### EXERCISE
In the forum thread about Fender Tweed tone, which circuit name is paired with the Bassman?

### TEXT SEGMENT
# Origins of Fender Tweed tone ?



## greco (Jul 15, 2007)

I have often wondered specifically which amps (or circuits) are being referred to when the term "Fender Tweed sound/tone" is used.

I assume that the term applies to a certain vintage, or model(s), of Fender amps as Fender has made many Tweed amps through time.

Thanks

Dave


----------



## Rugburn (Jan 14, 2009)

The amps that best exemplify the "Tweed" era tone, would be the Bassman, Deluxe, Twin, and Champ. The Victoria amp company focuses on this era more or less exclusively. :smile:


http://www.victoriaamp.com/soundclips.htm

http://victoriaamp.com/amps.html


----------



## Rugburn (Jan 14, 2009)

Re-reading your question I realize you were interested in the circuit names. The Victoria amp company renames these I suppose for legal reasons. Here are the circuit names with their corresponding model.

5e3 = Deluxe
5e8 = Twin
5f6a = Bassman
5e1 = Champ
5e9 = Tremolux


----------



## greco (Jul 15, 2007)

Thanks Shawn.

I was guessing that some of the amps you mentioned would be on the list you provided.

Interesting (albeit very logical) that Victoria Amps is focused on these amps.

Cheers

Dave


----------



## mhammer (Nov 30, 2007)

The various amps listed are all great amps, but there is really nothing that connects them, electronically, other than the era they were made in, the company that made them, and the fabric used to cover them. I am the proud owner of two of them (and hope to celebrate their respective 50th birthdays in September and December, according to the manufacturing date code), and can vouch that they are nothing alike.

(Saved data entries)
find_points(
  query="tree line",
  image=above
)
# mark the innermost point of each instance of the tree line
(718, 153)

* * *

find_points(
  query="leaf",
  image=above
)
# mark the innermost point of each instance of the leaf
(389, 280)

### WORKED ANSWER
5f6a